When you transcribe the lines below, keep every word the same and leave the pictures behind.

>>

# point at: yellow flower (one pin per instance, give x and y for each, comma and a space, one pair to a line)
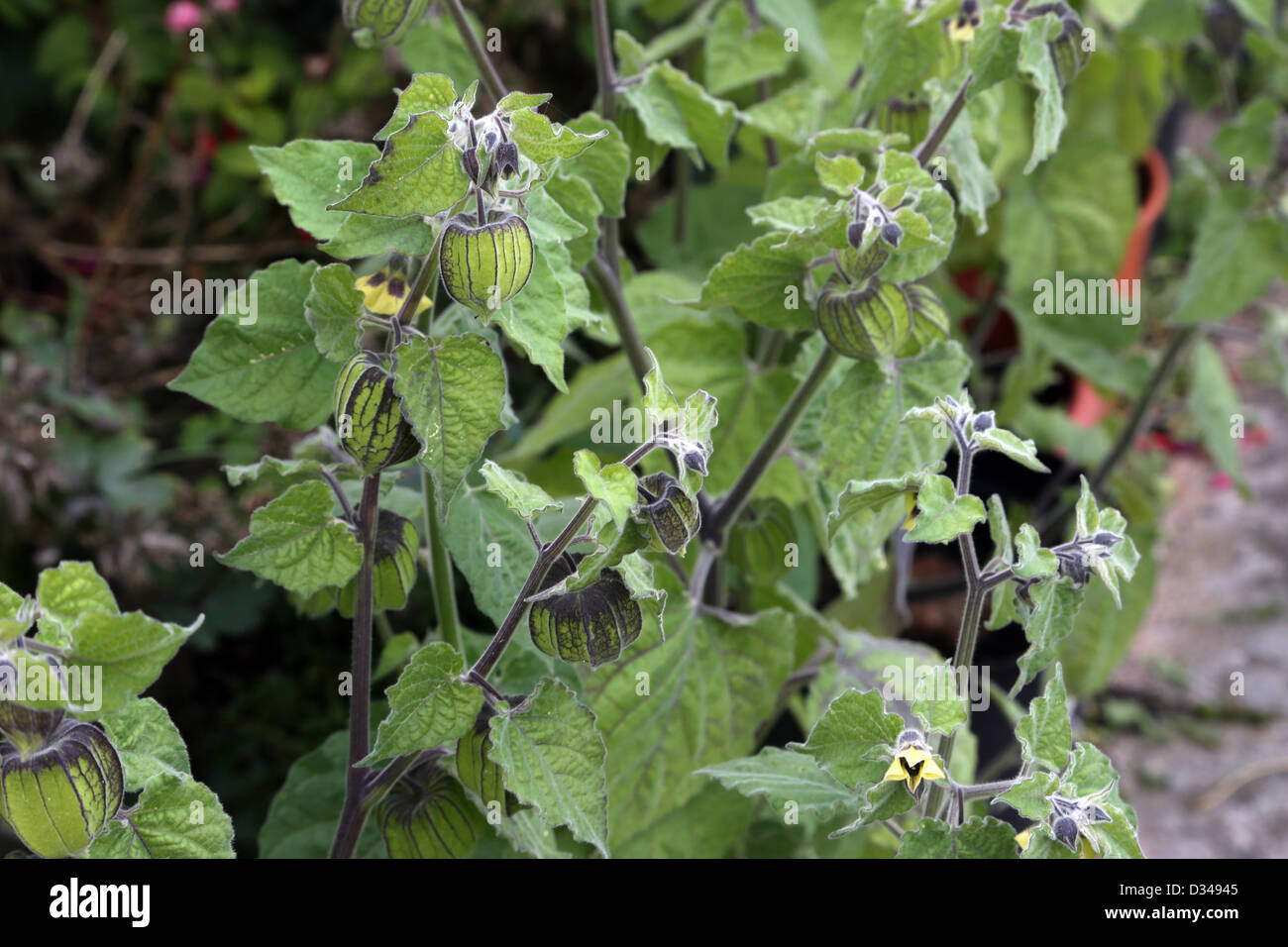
384, 291
913, 762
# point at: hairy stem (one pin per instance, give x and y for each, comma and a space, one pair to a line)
487, 71
926, 150
617, 307
353, 815
441, 566
730, 505
545, 560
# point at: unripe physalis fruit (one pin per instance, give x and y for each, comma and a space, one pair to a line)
478, 772
590, 625
910, 116
867, 322
759, 539
484, 266
394, 569
928, 320
58, 792
385, 290
426, 814
381, 22
369, 416
671, 513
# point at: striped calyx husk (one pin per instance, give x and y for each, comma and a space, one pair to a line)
381, 22
485, 265
671, 513
591, 625
928, 320
369, 415
863, 322
478, 772
59, 793
426, 814
394, 571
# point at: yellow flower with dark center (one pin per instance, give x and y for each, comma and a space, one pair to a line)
912, 762
384, 291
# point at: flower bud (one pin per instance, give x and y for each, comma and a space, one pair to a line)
593, 625
59, 793
484, 266
369, 415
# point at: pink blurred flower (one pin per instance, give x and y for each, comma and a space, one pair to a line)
183, 16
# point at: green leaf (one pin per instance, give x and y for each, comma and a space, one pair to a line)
1046, 624
995, 51
735, 55
1033, 561
308, 175
69, 589
605, 166
419, 171
859, 496
429, 705
269, 369
979, 838
840, 174
1215, 406
678, 112
862, 431
526, 499
1035, 62
897, 54
333, 308
537, 318
452, 392
1235, 257
935, 699
297, 541
175, 817
1030, 796
755, 279
941, 514
492, 549
426, 91
147, 741
544, 141
1022, 453
553, 758
130, 650
702, 694
1044, 735
303, 815
785, 777
853, 738
362, 235
613, 484
278, 471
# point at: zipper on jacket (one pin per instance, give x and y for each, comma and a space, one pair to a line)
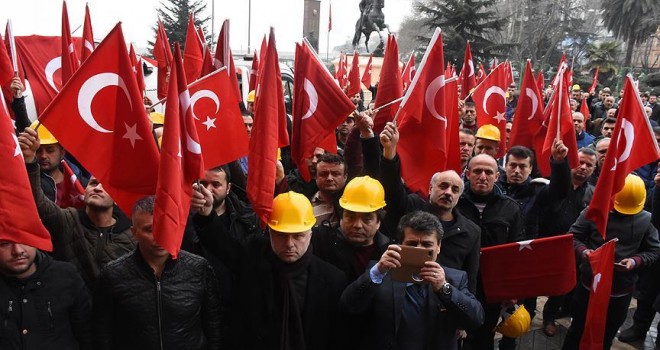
159, 307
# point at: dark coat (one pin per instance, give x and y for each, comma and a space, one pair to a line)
51, 309
382, 304
133, 309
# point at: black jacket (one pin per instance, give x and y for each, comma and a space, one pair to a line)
133, 309
49, 310
638, 239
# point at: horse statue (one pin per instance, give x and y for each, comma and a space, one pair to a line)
371, 20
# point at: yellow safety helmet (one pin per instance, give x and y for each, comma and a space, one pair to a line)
630, 200
488, 132
292, 213
45, 137
363, 195
515, 324
157, 118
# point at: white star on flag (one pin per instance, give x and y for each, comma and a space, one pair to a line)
210, 123
525, 245
131, 134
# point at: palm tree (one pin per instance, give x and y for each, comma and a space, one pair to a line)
632, 21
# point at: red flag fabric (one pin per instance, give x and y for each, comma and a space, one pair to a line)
254, 71
137, 69
390, 87
218, 119
595, 81
271, 128
633, 145
162, 54
101, 108
469, 81
42, 61
73, 194
490, 109
354, 76
366, 75
528, 116
180, 165
193, 52
224, 58
422, 120
560, 125
319, 107
602, 267
88, 37
408, 71
20, 220
70, 61
544, 266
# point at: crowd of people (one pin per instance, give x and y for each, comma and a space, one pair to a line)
320, 274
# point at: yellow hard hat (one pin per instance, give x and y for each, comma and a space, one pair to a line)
45, 137
292, 213
516, 324
630, 200
488, 132
363, 195
157, 118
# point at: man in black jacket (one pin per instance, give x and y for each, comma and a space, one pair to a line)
43, 302
147, 300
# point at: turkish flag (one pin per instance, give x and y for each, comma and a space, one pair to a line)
254, 71
137, 69
99, 117
270, 126
73, 194
319, 107
88, 37
544, 266
180, 162
633, 145
193, 52
41, 58
602, 267
366, 75
70, 61
528, 116
408, 71
218, 119
390, 86
422, 119
560, 125
163, 55
224, 58
490, 101
469, 80
354, 76
20, 220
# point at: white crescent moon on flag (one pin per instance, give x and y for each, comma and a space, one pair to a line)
201, 94
89, 90
185, 103
429, 98
51, 67
493, 90
628, 130
313, 98
535, 102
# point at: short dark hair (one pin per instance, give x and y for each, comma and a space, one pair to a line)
421, 222
520, 152
145, 205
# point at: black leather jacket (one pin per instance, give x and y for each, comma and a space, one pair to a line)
133, 309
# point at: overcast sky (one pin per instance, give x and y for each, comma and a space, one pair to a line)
43, 17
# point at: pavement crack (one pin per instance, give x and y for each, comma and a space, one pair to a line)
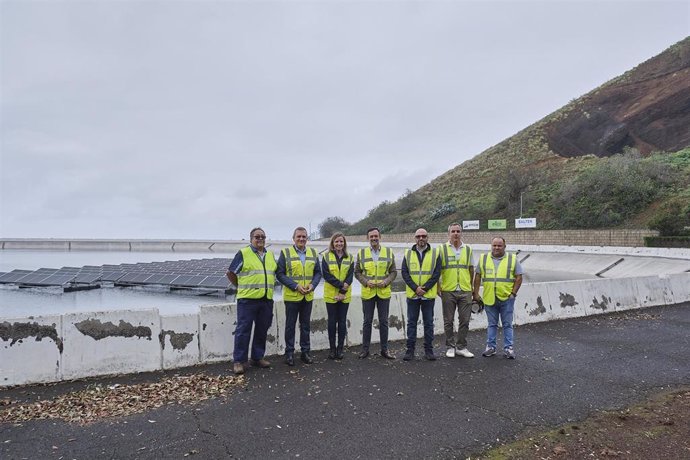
199, 427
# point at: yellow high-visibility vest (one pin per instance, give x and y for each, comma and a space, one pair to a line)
340, 272
377, 271
456, 271
299, 273
257, 277
498, 281
420, 273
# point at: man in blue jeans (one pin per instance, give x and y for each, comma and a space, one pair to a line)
501, 275
253, 272
421, 269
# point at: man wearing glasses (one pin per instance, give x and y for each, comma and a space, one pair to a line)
375, 269
455, 289
253, 272
421, 270
298, 270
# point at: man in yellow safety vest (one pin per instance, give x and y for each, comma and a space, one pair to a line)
501, 275
253, 272
455, 289
421, 270
375, 270
299, 272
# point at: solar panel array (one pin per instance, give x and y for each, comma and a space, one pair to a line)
182, 274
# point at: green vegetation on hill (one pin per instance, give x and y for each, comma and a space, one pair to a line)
618, 156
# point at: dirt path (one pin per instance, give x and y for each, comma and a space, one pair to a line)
657, 428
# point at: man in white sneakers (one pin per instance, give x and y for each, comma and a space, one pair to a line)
455, 289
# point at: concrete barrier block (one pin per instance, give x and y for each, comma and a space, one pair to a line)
191, 246
179, 339
30, 350
397, 317
275, 342
53, 245
534, 303
225, 248
355, 322
652, 290
151, 245
680, 287
567, 299
110, 342
96, 245
275, 338
319, 326
216, 332
607, 295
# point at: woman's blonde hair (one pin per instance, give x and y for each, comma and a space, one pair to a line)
333, 237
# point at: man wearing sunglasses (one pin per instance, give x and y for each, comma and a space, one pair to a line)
298, 270
455, 289
253, 272
375, 269
421, 270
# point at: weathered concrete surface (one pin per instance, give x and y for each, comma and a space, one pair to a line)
216, 326
102, 343
115, 342
374, 408
179, 340
30, 350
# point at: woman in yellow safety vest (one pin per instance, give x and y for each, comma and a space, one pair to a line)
337, 268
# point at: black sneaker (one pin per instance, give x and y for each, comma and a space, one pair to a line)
490, 351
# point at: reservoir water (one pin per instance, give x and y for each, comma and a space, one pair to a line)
20, 302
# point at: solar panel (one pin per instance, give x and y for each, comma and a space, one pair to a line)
34, 278
133, 277
192, 281
14, 276
160, 278
112, 275
181, 280
56, 280
87, 277
215, 282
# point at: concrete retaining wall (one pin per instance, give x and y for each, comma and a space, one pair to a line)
76, 345
613, 237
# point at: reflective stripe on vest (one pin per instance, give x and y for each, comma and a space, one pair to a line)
257, 277
377, 271
421, 273
299, 273
456, 272
340, 272
498, 281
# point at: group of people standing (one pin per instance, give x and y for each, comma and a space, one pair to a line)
450, 271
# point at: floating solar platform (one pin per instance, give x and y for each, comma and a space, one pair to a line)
177, 274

<<

- Task output -
# point at: yellow flower (one pin per instance, give x and y for each, comma and a space, one pair to a line)
384, 291
913, 762
# point at: hairy stem (one pin per instance, give x and y for each, comma and a space, one pair to a line)
487, 71
926, 150
617, 307
353, 815
441, 566
730, 505
545, 560
# point at: unripe physalis fruit (one pin per instance, give x and y for each, comma and a space, one pair to a line)
478, 772
590, 625
910, 116
867, 322
759, 539
484, 266
394, 569
928, 320
58, 792
385, 290
426, 814
381, 22
369, 416
671, 513
# point at: striped calyx husk (one pin per instance, give x and y for each, comma and a space, one pair to a line)
381, 22
485, 265
671, 513
591, 625
928, 320
369, 415
863, 322
478, 772
59, 793
426, 814
394, 571
# point at: yellow flower with dark center (one pin per instance, give x and y for each, comma and a space, one pair to a line)
912, 762
384, 291
# point at: flower bud (one pin per instance, give x and y for each, comma and a space, one pair to a line)
593, 625
59, 793
484, 266
369, 415
# point at: pink blurred flower (one pin per instance, give x and y for each, comma and a space, one pair to a line)
183, 16
# point at: green leaf (one pin per instance, give x and y for each, comma and a space, one pair to a line)
1046, 624
995, 51
735, 55
1033, 561
308, 175
69, 589
605, 166
419, 171
859, 496
429, 705
269, 369
979, 838
840, 174
1215, 406
678, 112
862, 431
526, 499
1035, 62
897, 54
333, 308
537, 318
452, 392
1235, 257
935, 699
297, 541
175, 817
1030, 796
755, 279
941, 514
492, 549
426, 91
147, 741
544, 141
1022, 453
553, 758
130, 650
702, 694
1044, 735
303, 815
785, 777
853, 738
362, 235
613, 484
278, 471
# point at: zipper on jacket (one pin per instance, give x and y for each, comma and a space, one pair to a line)
159, 307
# point at: dark coat (one pin per instance, give x and y for each, comma and a space, one pair to a line)
51, 309
382, 304
133, 309
# point at: black jacket (one pin per instance, give x and y for each, comma and a space, one pair to a line)
133, 309
49, 310
638, 239
# point at: horse statue (one pin per instance, give x and y for each, comma and a space, one pair to a line)
371, 20
# point at: yellow safety helmet (one pin per instance, give x and y for each, comma and a space, one pair to a line)
630, 200
488, 132
292, 213
45, 137
363, 195
515, 324
157, 118
# point at: white star on flag (one pin per instance, give x and y for each, comma and a space, one pair to a line)
210, 123
525, 245
131, 134
# point at: palm tree (one pin per instance, give x and y for each, comma and a space, one pair to a line)
632, 21
# point at: red flag fabric (one pin per instance, give x and y for each, comma and a space, one pair to a line)
254, 71
137, 69
390, 87
218, 119
595, 81
271, 128
633, 145
162, 54
101, 108
469, 81
42, 61
73, 194
490, 109
354, 76
366, 75
528, 116
180, 165
193, 52
224, 58
422, 120
560, 125
319, 107
602, 267
88, 37
408, 71
20, 220
70, 61
544, 266
# point at: crowd of people (one pin per instance, give x and y for each, comma and a space, one pair to a line)
320, 274
# point at: yellow hard hat (one pin per instance, give x and y for each, comma and a space, one pair to a line)
45, 137
292, 213
516, 324
630, 200
488, 132
363, 195
157, 118
# point at: man in black jacket (one pin per instance, give x and y for each, comma and a space, one pair to a line)
43, 302
147, 300
# point at: turkish flag (one pin per instance, give x and y for each, comma and a space, one pair to a line)
254, 71
137, 69
99, 117
270, 126
73, 194
319, 107
88, 37
544, 266
180, 162
633, 145
193, 52
41, 58
602, 267
366, 75
70, 61
528, 116
408, 71
218, 119
390, 86
422, 119
560, 125
163, 55
224, 58
490, 101
469, 80
354, 76
20, 220
# point at: white crescent moon on flag (one pin per instance, give x and y for each, comma and a space, one pair to a line)
201, 94
89, 90
185, 103
429, 98
51, 67
493, 90
628, 130
313, 98
535, 102
# point at: short dark hair (one pin per instance, give x and y for each, comma and a space, one pair to a line)
421, 222
520, 152
145, 205
# point at: black leather jacket (one pin per instance, give x and y for each, comma and a space, one pair to a line)
133, 309
# point at: overcast sky (one pin per instance, give x and y for each, comma and a space, one pair to a line)
43, 17
# point at: pavement crack (one pin per instance, give x and y for each, comma and a space, one pair to a line)
199, 427
# point at: yellow high-visibility vest (one pin per instance, give x and y for each, comma and a space, one pair to a line)
340, 272
377, 271
456, 271
299, 273
257, 277
498, 281
420, 273
# point at: man in blue jeans (one pin per instance, give x and y for each, comma and a space, one pair to a line)
501, 275
253, 272
421, 269
# point at: man wearing glasses (one pin per instance, give x and y for each, comma and a space, one pair to a line)
375, 269
455, 289
253, 272
421, 270
298, 270
# point at: man in yellow safety vest (one pin per instance, give x and y for each, comma and a space, one pair to a line)
501, 275
253, 272
455, 289
421, 270
375, 270
299, 272
# point at: solar panel array (one pin per instance, give x and y for each, comma and a space, one pair to a line)
182, 274
# point at: green vegetation on hill (one pin per instance, give x and y for each, comma and a space, one pair to a line)
618, 156
# point at: dirt path (one pin per instance, give x and y for each, comma and a space, one pair to a line)
657, 428
# point at: man in white sneakers (one pin per instance, give x and y for each, comma and a space, one pair to a line)
455, 289
# point at: concrete barrier block (one pin per instance, give x and y for each, comma and a space, one pair to a line)
191, 246
179, 339
30, 350
397, 317
275, 342
53, 245
534, 303
225, 248
355, 322
652, 290
151, 245
680, 287
567, 299
110, 342
96, 245
275, 338
319, 326
216, 332
607, 295
# point at: woman's blonde hair (one pin per instance, give x and y for each, comma and a space, one pair to a line)
333, 237
# point at: man wearing sunglasses (one pin per instance, give x and y for each, comma and a space, one pair to a line)
298, 270
455, 289
253, 272
375, 269
421, 270
# point at: weathered concrete surface (one pin per instance, give x and y for each, comma and a space, one pair to a line)
216, 326
102, 343
115, 342
374, 408
179, 340
30, 350
# point at: woman in yellow safety vest (one pin per instance, give x and y for each, comma and a space, one pair to a line)
337, 268
# point at: black sneaker (one pin per instance, give x and y for each, comma and a space, one pair to a line)
490, 351
# point at: reservoir water (one pin per instance, give x and y for each, comma and a space, one pair to a line)
20, 302
# point at: solar panel (one pin per instance, give x and y for each, comma and a space, one pair to a line)
34, 278
133, 277
192, 281
14, 276
160, 278
112, 275
181, 280
56, 280
87, 277
215, 282
# point at: concrete retaining wall (one pin per instance, give x and y for each, comma and a space, one pair to a line)
76, 345
613, 237
# point at: reflective stripe on vest (one pin per instance, give x and y for each, comma and a space, one pair to a line)
257, 277
377, 271
421, 273
299, 273
456, 272
340, 272
498, 281
# point at: group of people standing (one pin per instance, give x and y for each, comma and a space, one pair to a line)
450, 271
# point at: floating solar platform (one pin per instance, give x and y for each, comma and a space, one pair to a line)
177, 274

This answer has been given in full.